» **TASK MATERIAL**
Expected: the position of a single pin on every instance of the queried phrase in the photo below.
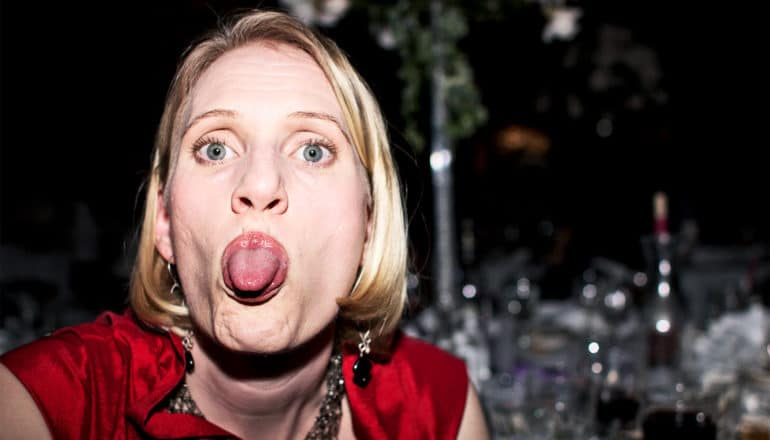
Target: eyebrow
(324, 117)
(232, 114)
(217, 112)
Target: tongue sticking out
(251, 271)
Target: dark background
(82, 90)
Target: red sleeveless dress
(108, 379)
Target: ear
(368, 232)
(163, 228)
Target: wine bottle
(663, 317)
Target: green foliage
(405, 26)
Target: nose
(260, 187)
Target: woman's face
(265, 210)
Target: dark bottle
(663, 315)
(673, 424)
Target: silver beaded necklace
(327, 423)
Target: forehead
(261, 77)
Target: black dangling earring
(362, 369)
(176, 290)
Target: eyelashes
(213, 150)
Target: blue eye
(215, 151)
(313, 152)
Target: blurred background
(563, 119)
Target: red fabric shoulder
(84, 378)
(419, 393)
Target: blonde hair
(378, 298)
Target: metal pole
(441, 158)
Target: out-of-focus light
(664, 267)
(440, 160)
(522, 288)
(562, 23)
(664, 289)
(615, 300)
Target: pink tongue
(252, 269)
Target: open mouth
(254, 267)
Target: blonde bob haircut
(377, 300)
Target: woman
(269, 279)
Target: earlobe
(163, 228)
(367, 233)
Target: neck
(261, 396)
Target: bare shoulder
(473, 425)
(19, 414)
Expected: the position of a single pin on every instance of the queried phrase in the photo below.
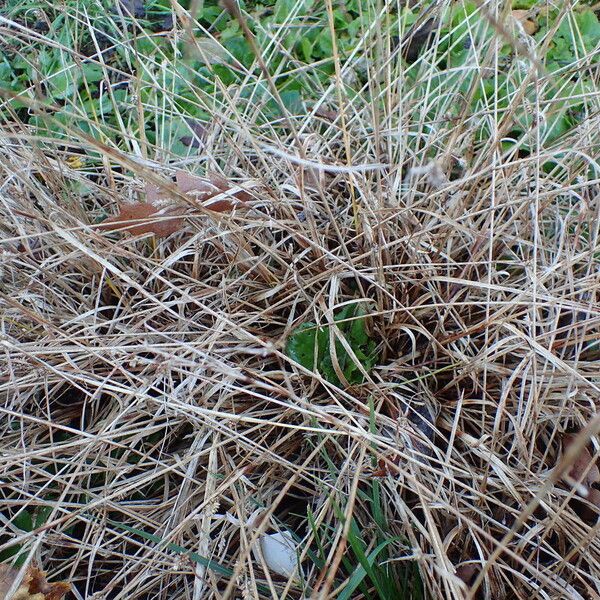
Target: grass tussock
(149, 406)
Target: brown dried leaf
(528, 24)
(144, 217)
(205, 188)
(584, 468)
(33, 587)
(163, 221)
(199, 134)
(467, 572)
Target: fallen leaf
(157, 217)
(467, 573)
(522, 16)
(588, 508)
(199, 133)
(134, 8)
(206, 188)
(145, 217)
(34, 585)
(584, 469)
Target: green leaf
(309, 340)
(301, 345)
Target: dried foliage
(149, 406)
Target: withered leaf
(145, 217)
(198, 131)
(206, 188)
(584, 468)
(523, 17)
(157, 217)
(34, 585)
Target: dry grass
(146, 397)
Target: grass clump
(408, 202)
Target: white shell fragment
(279, 552)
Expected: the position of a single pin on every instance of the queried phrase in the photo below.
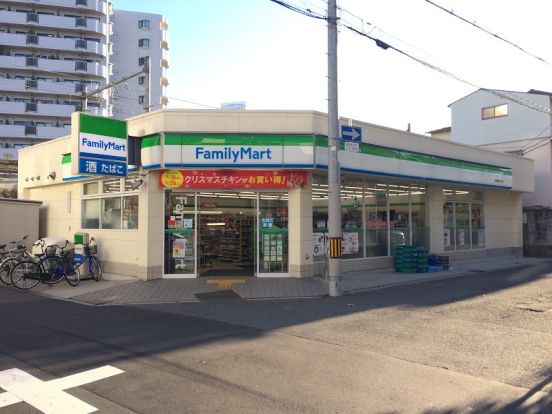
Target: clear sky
(273, 58)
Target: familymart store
(245, 193)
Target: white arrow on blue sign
(350, 133)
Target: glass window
(130, 212)
(399, 215)
(111, 186)
(477, 226)
(111, 213)
(463, 237)
(448, 224)
(90, 214)
(464, 222)
(273, 233)
(91, 188)
(143, 24)
(419, 231)
(494, 111)
(376, 222)
(180, 236)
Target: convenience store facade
(244, 193)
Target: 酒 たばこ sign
(100, 145)
(233, 179)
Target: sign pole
(334, 180)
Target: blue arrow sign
(350, 133)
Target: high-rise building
(53, 50)
(137, 36)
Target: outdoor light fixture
(136, 184)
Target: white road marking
(48, 396)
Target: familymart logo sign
(102, 145)
(234, 155)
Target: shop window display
(375, 217)
(464, 221)
(116, 207)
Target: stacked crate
(409, 259)
(437, 263)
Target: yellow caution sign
(225, 284)
(335, 247)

» **GIVEN EXERCISE**
Keep the pictures out and write out the records exactly.

» **RESPONSE FOR THIS EXERCISE**
Expected: the position of a single pin on every instance of the queried phrase in the photo below.
Target: eyebrow
(324, 117)
(232, 114)
(217, 112)
Target: tongue sticking out
(251, 271)
Target: dark background
(82, 90)
Target: red sleeveless dress
(108, 379)
Target: ear
(368, 232)
(163, 228)
Target: wine bottle
(663, 317)
Target: green foliage
(405, 26)
Target: nose
(260, 187)
Target: woman's face
(265, 210)
Target: dark bottle
(663, 315)
(673, 424)
Target: silver beaded necklace
(327, 423)
Target: forehead
(261, 77)
Target: black dangling earring
(362, 369)
(176, 290)
Target: eyelashes
(213, 150)
Target: blue eye
(215, 151)
(313, 152)
Target: blurred background
(563, 119)
Target: red fabric shoulder
(84, 378)
(419, 393)
Target: blonde hair
(378, 298)
Target: metal pole
(441, 158)
Target: out-of-focus light
(664, 267)
(440, 160)
(522, 288)
(562, 23)
(664, 289)
(615, 300)
Target: pink tongue
(252, 269)
Target: open mouth
(254, 267)
Target: blonde bob haircut
(377, 300)
Target: woman
(269, 279)
Target: earlobe
(163, 228)
(367, 233)
Target: neck
(261, 396)
Target: bare shoulder
(473, 425)
(19, 414)
Expected: the position of a single pin on every instance of the queried phrase in the photo below.
Target: grass tussock
(149, 406)
Target: brown dried leaf
(528, 24)
(144, 217)
(205, 188)
(584, 468)
(33, 587)
(163, 221)
(199, 134)
(467, 572)
Target: fallen leaf
(157, 217)
(467, 573)
(522, 16)
(588, 508)
(199, 133)
(134, 8)
(206, 188)
(145, 217)
(34, 585)
(584, 469)
Target: green leaf
(309, 340)
(301, 345)
Target: dried foliage
(149, 406)
Target: withered leaf
(145, 217)
(198, 131)
(206, 188)
(584, 468)
(523, 17)
(157, 217)
(34, 585)
Target: dry grass
(146, 397)
Target: grass clump
(408, 202)
Target: white shell fragment
(279, 552)
Expected: the position of a single pin on every instance of the queried phrase in the photo below.
Target: clear sky
(273, 58)
Target: familymart store
(245, 193)
Target: white arrow on blue sign
(350, 133)
Target: glass window
(130, 212)
(399, 215)
(111, 186)
(477, 226)
(111, 213)
(463, 237)
(448, 224)
(90, 214)
(464, 222)
(273, 233)
(91, 188)
(143, 24)
(419, 231)
(494, 111)
(376, 222)
(180, 236)
Target: convenience store facade
(244, 193)
Target: 酒 たばこ sign
(100, 145)
(233, 179)
Target: sign pole
(334, 180)
Target: blue arrow sign
(350, 133)
Target: high-rise building
(53, 50)
(137, 36)
Target: outdoor light fixture
(136, 184)
Target: white road marking
(48, 396)
Target: familymart logo sign
(102, 145)
(234, 155)
Target: shop window display
(375, 217)
(464, 221)
(116, 207)
Target: stacked crate
(409, 259)
(437, 263)
Target: yellow caution sign
(225, 284)
(335, 247)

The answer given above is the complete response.